━━━━━ Material for this task

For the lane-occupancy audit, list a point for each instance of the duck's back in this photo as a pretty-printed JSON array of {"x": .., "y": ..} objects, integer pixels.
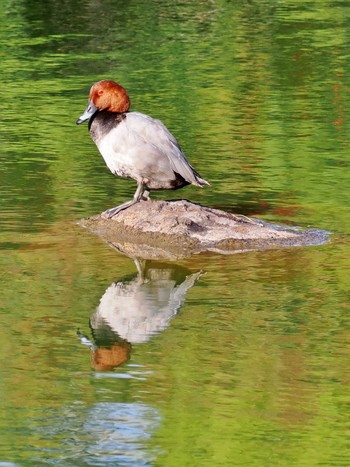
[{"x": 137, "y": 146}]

━━━━━━━━━━
━━━━━ Material for this task

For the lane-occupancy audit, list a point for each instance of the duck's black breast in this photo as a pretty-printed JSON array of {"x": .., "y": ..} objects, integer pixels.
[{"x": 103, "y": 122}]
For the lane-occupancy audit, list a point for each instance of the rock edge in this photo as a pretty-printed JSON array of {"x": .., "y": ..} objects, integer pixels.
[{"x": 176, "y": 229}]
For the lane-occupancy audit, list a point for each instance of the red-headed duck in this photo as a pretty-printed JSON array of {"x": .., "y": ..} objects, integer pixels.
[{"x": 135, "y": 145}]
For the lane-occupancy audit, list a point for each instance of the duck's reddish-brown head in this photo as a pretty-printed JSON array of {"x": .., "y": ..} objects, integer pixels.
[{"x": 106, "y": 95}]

━━━━━━━━━━
━━━━━ Material for this task

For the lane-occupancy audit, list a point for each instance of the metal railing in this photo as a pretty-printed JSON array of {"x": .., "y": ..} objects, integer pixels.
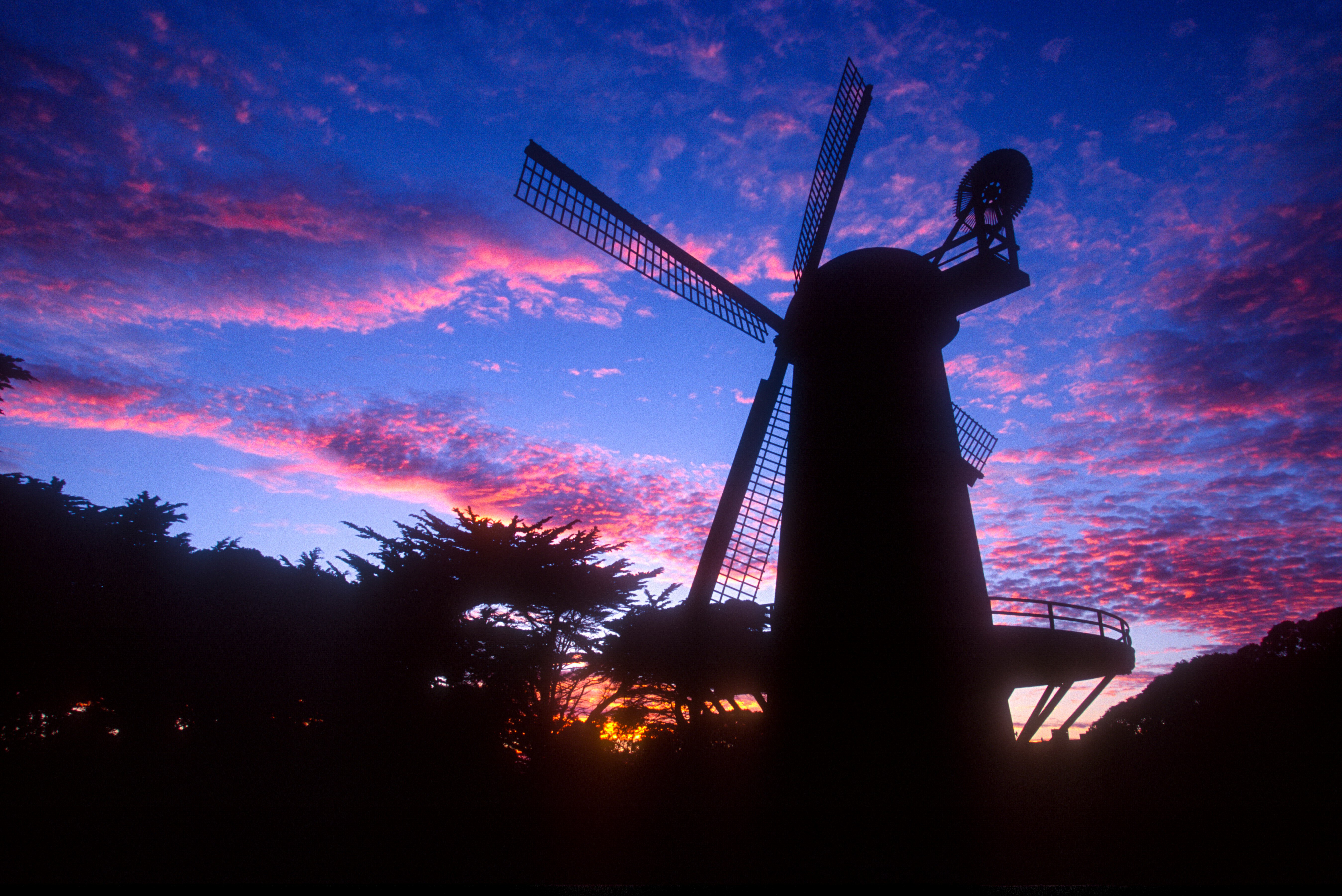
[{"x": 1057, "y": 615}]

━━━━━━━━━━

Direction >>
Tally the lines of the records above that contain the string "printed", and give only the number.

Task answer >>
6